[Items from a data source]
══════════════════════════════
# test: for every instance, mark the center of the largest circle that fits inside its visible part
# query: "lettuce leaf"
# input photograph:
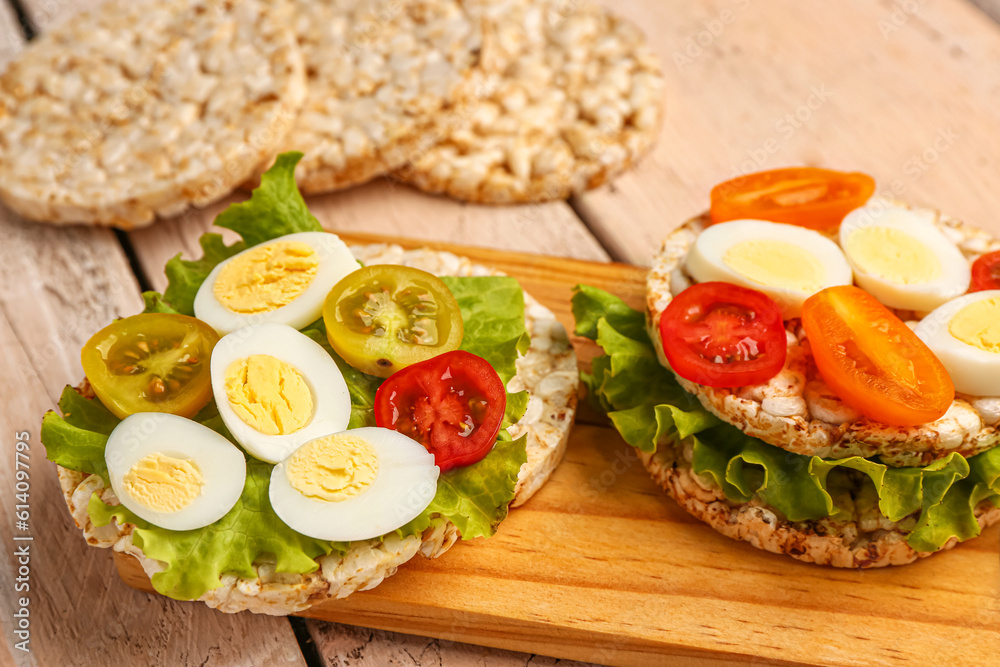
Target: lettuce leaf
(76, 440)
(475, 498)
(195, 559)
(650, 409)
(274, 209)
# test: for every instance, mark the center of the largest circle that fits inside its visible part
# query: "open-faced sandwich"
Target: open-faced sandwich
(287, 424)
(817, 371)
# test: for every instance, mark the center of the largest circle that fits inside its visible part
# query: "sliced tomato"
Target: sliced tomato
(804, 196)
(452, 404)
(723, 335)
(986, 272)
(385, 317)
(872, 360)
(152, 362)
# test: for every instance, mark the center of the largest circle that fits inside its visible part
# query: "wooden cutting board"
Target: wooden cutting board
(601, 566)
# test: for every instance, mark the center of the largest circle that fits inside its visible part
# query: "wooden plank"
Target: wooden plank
(11, 40)
(376, 648)
(392, 209)
(602, 566)
(909, 96)
(990, 7)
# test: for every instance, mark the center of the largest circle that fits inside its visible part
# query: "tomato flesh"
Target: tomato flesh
(452, 404)
(385, 317)
(804, 196)
(872, 360)
(152, 362)
(723, 335)
(986, 272)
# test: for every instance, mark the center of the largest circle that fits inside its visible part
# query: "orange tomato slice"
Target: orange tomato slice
(872, 360)
(804, 196)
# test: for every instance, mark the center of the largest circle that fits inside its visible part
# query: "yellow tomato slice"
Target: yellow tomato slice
(152, 362)
(385, 317)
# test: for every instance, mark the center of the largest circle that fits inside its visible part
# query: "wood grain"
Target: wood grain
(391, 209)
(912, 98)
(11, 40)
(602, 566)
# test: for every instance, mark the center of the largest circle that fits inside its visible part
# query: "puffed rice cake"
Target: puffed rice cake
(579, 99)
(796, 411)
(548, 371)
(378, 71)
(141, 108)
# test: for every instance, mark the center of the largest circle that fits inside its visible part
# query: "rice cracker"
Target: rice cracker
(547, 371)
(139, 108)
(378, 72)
(797, 411)
(579, 99)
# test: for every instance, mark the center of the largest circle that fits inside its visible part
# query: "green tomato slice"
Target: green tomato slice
(386, 317)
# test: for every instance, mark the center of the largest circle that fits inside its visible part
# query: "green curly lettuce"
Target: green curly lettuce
(274, 209)
(475, 498)
(650, 409)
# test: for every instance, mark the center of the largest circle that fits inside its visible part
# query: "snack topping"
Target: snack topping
(452, 404)
(355, 485)
(965, 335)
(385, 317)
(173, 472)
(986, 272)
(723, 335)
(151, 362)
(873, 361)
(902, 258)
(276, 388)
(786, 262)
(804, 196)
(284, 280)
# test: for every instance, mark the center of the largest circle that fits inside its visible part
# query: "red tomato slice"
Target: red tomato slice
(805, 196)
(986, 272)
(452, 404)
(872, 360)
(723, 335)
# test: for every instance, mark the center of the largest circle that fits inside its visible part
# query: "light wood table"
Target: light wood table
(907, 90)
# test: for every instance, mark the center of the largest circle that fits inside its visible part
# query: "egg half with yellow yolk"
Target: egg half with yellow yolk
(172, 471)
(902, 259)
(276, 388)
(284, 280)
(786, 262)
(965, 335)
(354, 485)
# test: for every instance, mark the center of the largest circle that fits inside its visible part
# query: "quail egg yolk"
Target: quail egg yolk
(164, 483)
(776, 264)
(266, 278)
(268, 394)
(893, 255)
(332, 468)
(978, 325)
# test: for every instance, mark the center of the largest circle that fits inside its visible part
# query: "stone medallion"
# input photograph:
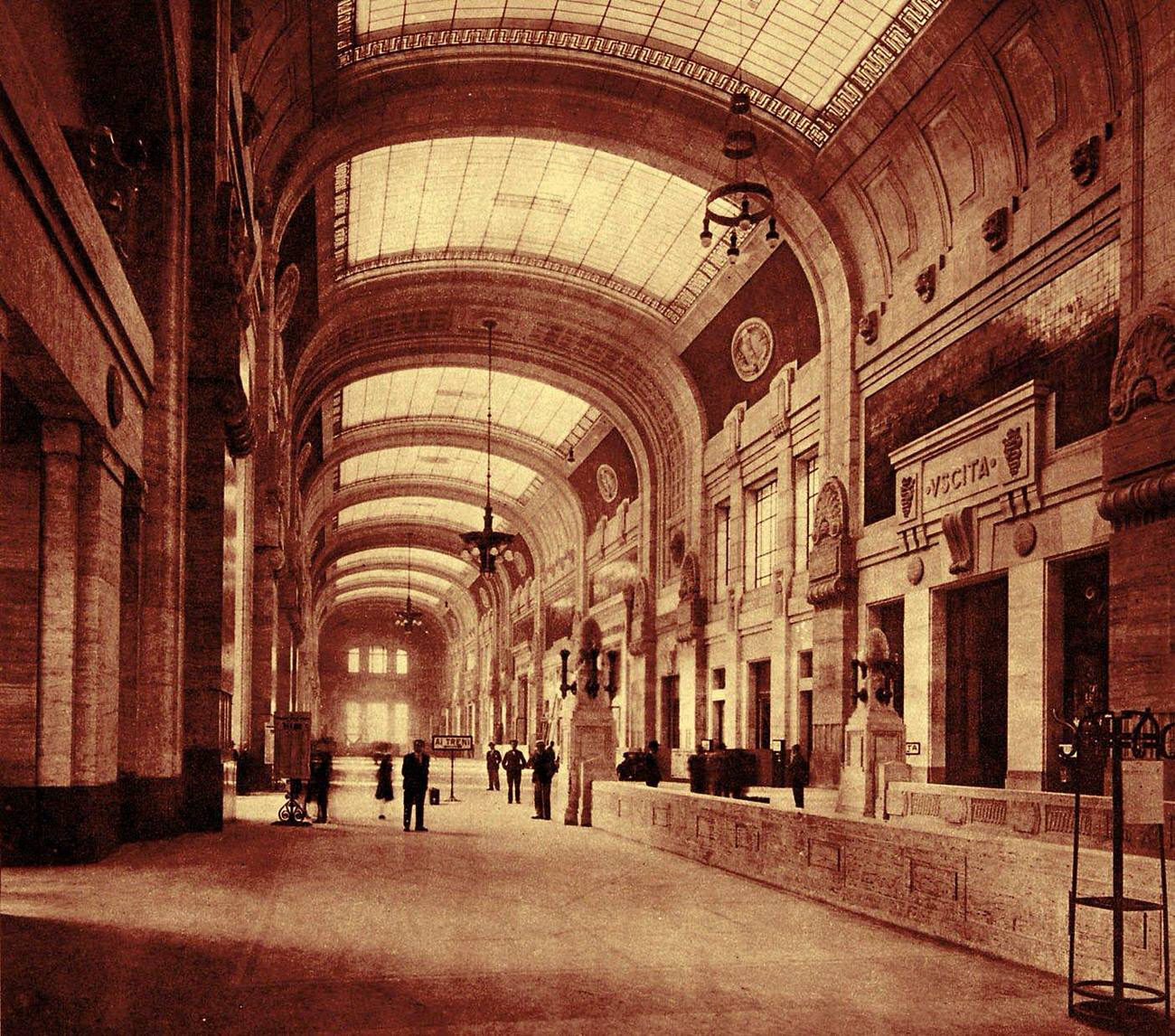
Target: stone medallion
(751, 348)
(1023, 538)
(606, 482)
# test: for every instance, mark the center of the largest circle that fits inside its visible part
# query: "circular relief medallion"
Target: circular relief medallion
(606, 482)
(751, 348)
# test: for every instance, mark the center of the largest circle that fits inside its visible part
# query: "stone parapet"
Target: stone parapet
(1006, 897)
(1045, 816)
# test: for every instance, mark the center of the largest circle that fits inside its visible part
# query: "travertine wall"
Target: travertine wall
(1003, 897)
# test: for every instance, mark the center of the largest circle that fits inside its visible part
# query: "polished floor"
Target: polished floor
(490, 922)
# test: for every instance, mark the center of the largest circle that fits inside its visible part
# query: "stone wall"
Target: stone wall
(998, 895)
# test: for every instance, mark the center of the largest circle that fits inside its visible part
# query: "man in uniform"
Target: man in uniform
(513, 762)
(493, 761)
(415, 771)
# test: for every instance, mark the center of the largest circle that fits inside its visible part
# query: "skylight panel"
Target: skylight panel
(390, 593)
(398, 556)
(766, 40)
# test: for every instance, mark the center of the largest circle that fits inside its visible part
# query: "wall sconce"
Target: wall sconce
(564, 686)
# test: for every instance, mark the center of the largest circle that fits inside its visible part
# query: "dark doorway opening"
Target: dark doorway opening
(976, 683)
(760, 683)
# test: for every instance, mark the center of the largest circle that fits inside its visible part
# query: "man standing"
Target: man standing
(415, 772)
(543, 764)
(493, 761)
(798, 776)
(513, 762)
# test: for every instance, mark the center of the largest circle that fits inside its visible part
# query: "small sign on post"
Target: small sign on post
(453, 744)
(292, 746)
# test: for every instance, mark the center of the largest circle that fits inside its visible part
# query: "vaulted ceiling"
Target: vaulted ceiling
(545, 165)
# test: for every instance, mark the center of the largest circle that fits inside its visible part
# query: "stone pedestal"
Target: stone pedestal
(588, 754)
(874, 739)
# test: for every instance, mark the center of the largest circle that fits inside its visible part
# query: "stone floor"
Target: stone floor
(490, 922)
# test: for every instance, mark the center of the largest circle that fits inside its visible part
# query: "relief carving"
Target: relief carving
(1144, 367)
(959, 532)
(831, 560)
(995, 230)
(1085, 161)
(926, 282)
(868, 328)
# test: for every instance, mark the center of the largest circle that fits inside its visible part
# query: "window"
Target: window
(377, 659)
(352, 720)
(763, 540)
(400, 722)
(807, 487)
(721, 546)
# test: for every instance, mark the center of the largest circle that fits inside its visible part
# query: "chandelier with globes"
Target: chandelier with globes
(409, 618)
(484, 544)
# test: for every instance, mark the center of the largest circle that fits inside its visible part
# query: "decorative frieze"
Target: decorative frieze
(991, 454)
(1144, 367)
(831, 560)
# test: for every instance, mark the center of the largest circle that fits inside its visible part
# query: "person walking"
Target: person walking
(513, 762)
(651, 766)
(415, 771)
(383, 789)
(798, 776)
(543, 765)
(320, 780)
(493, 761)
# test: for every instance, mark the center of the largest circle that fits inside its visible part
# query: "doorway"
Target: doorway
(760, 685)
(671, 713)
(976, 683)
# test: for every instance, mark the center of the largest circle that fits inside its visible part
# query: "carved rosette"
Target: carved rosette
(831, 563)
(1144, 367)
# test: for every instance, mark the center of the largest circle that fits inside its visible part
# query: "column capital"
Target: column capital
(61, 436)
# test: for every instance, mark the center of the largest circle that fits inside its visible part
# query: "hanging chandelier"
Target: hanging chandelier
(752, 197)
(485, 542)
(409, 618)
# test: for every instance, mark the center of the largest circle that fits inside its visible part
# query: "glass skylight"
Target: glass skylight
(423, 511)
(559, 207)
(543, 412)
(398, 557)
(423, 581)
(430, 460)
(391, 593)
(810, 61)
══════════════════════════════
Exercise aim:
Pull out every line of the listing above that contains the string "snack".

Exercise output:
# query: "snack topping"
Target: snack topping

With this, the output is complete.